AIM OF THE TASK:
Each line in the data must be reproduced as written, except for any picture.

LISTED RECORDS:
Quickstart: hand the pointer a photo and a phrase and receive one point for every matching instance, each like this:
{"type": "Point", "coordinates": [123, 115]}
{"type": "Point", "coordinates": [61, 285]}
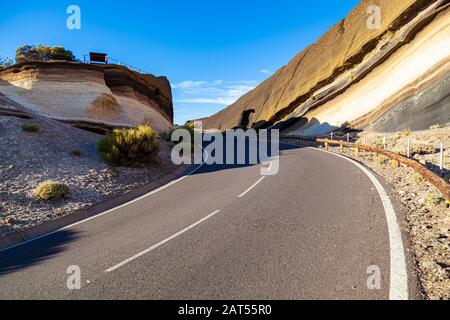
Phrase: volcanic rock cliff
{"type": "Point", "coordinates": [90, 96]}
{"type": "Point", "coordinates": [384, 79]}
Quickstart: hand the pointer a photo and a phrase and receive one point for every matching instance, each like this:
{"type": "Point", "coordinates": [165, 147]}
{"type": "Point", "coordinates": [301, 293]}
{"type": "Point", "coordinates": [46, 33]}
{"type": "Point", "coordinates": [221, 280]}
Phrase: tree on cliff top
{"type": "Point", "coordinates": [43, 53]}
{"type": "Point", "coordinates": [5, 62]}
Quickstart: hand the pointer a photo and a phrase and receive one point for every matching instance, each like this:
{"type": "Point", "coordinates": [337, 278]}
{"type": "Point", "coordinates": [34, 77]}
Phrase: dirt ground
{"type": "Point", "coordinates": [426, 212]}
{"type": "Point", "coordinates": [28, 159]}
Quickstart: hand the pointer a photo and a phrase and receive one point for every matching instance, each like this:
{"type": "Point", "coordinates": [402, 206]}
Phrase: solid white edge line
{"type": "Point", "coordinates": [398, 289]}
{"type": "Point", "coordinates": [140, 254]}
{"type": "Point", "coordinates": [106, 212]}
{"type": "Point", "coordinates": [252, 187]}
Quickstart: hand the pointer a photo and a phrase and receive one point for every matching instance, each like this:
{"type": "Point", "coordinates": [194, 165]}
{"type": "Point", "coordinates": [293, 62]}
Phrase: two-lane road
{"type": "Point", "coordinates": [225, 232]}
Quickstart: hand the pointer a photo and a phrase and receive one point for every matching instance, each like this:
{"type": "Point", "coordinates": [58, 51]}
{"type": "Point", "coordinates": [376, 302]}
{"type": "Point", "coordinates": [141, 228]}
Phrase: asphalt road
{"type": "Point", "coordinates": [224, 232]}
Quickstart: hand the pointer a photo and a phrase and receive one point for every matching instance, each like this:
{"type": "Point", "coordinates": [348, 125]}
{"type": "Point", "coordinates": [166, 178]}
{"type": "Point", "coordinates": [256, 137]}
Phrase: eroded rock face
{"type": "Point", "coordinates": [97, 94]}
{"type": "Point", "coordinates": [352, 74]}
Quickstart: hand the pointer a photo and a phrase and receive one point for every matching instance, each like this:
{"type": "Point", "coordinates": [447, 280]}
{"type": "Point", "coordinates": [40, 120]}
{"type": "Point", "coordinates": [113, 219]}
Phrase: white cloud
{"type": "Point", "coordinates": [214, 92]}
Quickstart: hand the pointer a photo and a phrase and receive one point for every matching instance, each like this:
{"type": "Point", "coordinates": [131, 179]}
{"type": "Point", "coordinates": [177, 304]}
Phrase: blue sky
{"type": "Point", "coordinates": [212, 51]}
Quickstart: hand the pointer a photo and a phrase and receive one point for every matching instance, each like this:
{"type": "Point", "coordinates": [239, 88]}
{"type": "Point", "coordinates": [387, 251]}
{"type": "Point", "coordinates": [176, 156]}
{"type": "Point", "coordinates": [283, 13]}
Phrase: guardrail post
{"type": "Point", "coordinates": [409, 148]}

ANSWER SECTION:
Quickstart: hand the pointer a photo and a phrase and receive one point for every matching instance, each like this:
{"type": "Point", "coordinates": [123, 115]}
{"type": "Point", "coordinates": [61, 285]}
Phrase: volcanic rock cliff
{"type": "Point", "coordinates": [90, 96]}
{"type": "Point", "coordinates": [384, 79]}
Quickstart: hand the pointer a photo and a phrase and receive one point for every matching instance, each like this:
{"type": "Point", "coordinates": [165, 147]}
{"type": "Point", "coordinates": [301, 293]}
{"type": "Point", "coordinates": [46, 33]}
{"type": "Point", "coordinates": [221, 280]}
Phrase: tree on cliff top
{"type": "Point", "coordinates": [43, 53]}
{"type": "Point", "coordinates": [5, 62]}
Quickstart: hand the pointer a photo and a phrase and receive one point for every matching instance, each like this:
{"type": "Point", "coordinates": [337, 278]}
{"type": "Point", "coordinates": [34, 77]}
Phrase: dirt ground
{"type": "Point", "coordinates": [426, 212]}
{"type": "Point", "coordinates": [28, 159]}
Quickstart: hand the pointer a photo and a phrase and receive one point for every matching instance, each like this:
{"type": "Point", "coordinates": [402, 206]}
Phrase: solid white edge line
{"type": "Point", "coordinates": [398, 289]}
{"type": "Point", "coordinates": [140, 254]}
{"type": "Point", "coordinates": [106, 212]}
{"type": "Point", "coordinates": [252, 187]}
Quickstart: hand the pointer a photo and a phrase and receive one point for every matching instance, each like this:
{"type": "Point", "coordinates": [194, 165]}
{"type": "Point", "coordinates": [293, 62]}
Phrase: two-lane road
{"type": "Point", "coordinates": [225, 232]}
Quickstart: hand the pointer a photo and a phrase and receive one point for every matching instance, each like this:
{"type": "Point", "coordinates": [58, 51]}
{"type": "Point", "coordinates": [376, 302]}
{"type": "Point", "coordinates": [141, 228]}
Phrase: asphalt road
{"type": "Point", "coordinates": [224, 232]}
Quickstart: hand the pointer a photo and a phrase and receive one point for every matching instance, each like this:
{"type": "Point", "coordinates": [348, 125]}
{"type": "Point", "coordinates": [166, 178]}
{"type": "Point", "coordinates": [256, 137]}
Phrase: eroded rock face
{"type": "Point", "coordinates": [97, 94]}
{"type": "Point", "coordinates": [352, 74]}
Quickstart: hand the pointer a photo and a phrase and receive one point for every matching instance, each like this:
{"type": "Point", "coordinates": [447, 280]}
{"type": "Point", "coordinates": [40, 120]}
{"type": "Point", "coordinates": [113, 219]}
Phrase: white cloud
{"type": "Point", "coordinates": [214, 92]}
Quickstart: hand the pointer a photo and a phrase and receive one point for every matching instance, each like this:
{"type": "Point", "coordinates": [131, 179]}
{"type": "Point", "coordinates": [177, 304]}
Phrase: blue sky
{"type": "Point", "coordinates": [212, 51]}
Quickstart: hand the pointer a photo and a phrase and receive one point for every matching instance, each like this:
{"type": "Point", "coordinates": [239, 88]}
{"type": "Point", "coordinates": [387, 251]}
{"type": "Point", "coordinates": [176, 156]}
{"type": "Point", "coordinates": [283, 13]}
Phrase: guardrail post
{"type": "Point", "coordinates": [409, 148]}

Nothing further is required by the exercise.